Return every one of the entries below word for word, leaving each line as it is.

-------- DATA FOR THIS TASK --------

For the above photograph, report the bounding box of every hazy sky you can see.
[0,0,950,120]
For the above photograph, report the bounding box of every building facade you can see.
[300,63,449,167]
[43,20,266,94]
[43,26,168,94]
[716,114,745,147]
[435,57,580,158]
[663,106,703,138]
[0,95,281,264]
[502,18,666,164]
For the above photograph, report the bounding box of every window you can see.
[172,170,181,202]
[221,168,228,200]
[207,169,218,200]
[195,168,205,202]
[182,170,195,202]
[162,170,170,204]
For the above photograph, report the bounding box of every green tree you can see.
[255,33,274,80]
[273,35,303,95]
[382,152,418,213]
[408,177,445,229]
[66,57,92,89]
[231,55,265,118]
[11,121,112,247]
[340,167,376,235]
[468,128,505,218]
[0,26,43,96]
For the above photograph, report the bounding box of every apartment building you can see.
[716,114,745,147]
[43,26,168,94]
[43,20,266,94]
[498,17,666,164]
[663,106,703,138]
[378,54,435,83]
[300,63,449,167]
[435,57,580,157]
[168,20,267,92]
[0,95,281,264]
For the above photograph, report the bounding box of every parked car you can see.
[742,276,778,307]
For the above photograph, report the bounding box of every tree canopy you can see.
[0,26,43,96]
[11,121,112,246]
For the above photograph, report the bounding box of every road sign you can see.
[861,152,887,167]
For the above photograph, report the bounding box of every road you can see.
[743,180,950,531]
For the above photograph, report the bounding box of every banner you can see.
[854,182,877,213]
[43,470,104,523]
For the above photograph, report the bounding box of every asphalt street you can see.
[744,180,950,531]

--------

FULL SOLUTION:
For the above photograph, report the bounding box of every hazy sky you can see.
[0,0,950,120]
For the above photograph, report the bounding box of every building facade you can see.
[300,63,449,167]
[43,20,266,94]
[43,26,168,94]
[716,114,745,147]
[435,57,580,158]
[663,106,703,138]
[0,95,281,264]
[502,18,666,164]
For the above photograph, report the bounding box of every window you can see.
[172,170,181,202]
[221,168,228,200]
[207,169,218,200]
[195,168,205,202]
[182,170,195,202]
[162,170,170,204]
For the above photograph, report the bounding box of every green tree you can see.
[255,33,274,80]
[273,35,303,95]
[382,152,418,213]
[408,177,445,229]
[66,57,92,89]
[231,55,265,118]
[11,121,112,247]
[340,167,376,235]
[468,128,505,218]
[0,26,43,96]
For the above photograph, report the bounding box of every apartment building you can see.
[716,114,745,147]
[43,26,168,94]
[43,20,266,94]
[498,17,666,164]
[663,106,703,138]
[378,54,435,83]
[300,63,449,167]
[435,57,580,157]
[168,20,267,92]
[0,95,281,264]
For the above photograph, report the bounding box of every parked car you can see.
[742,276,778,307]
For the above photograph, report the bounding box of every tree canopy you can see.
[0,26,43,96]
[11,121,112,246]
For the above photograph, report the bounding box of every road sign you can see.
[861,152,887,167]
For the above photograph, report the bounding box of every road you can see.
[743,180,950,531]
For the above photograph, report the bounding box of every banner you can see.
[854,182,877,213]
[43,470,104,523]
For the above photograph, report the bounding box of every asphalt street you can see.
[744,180,950,531]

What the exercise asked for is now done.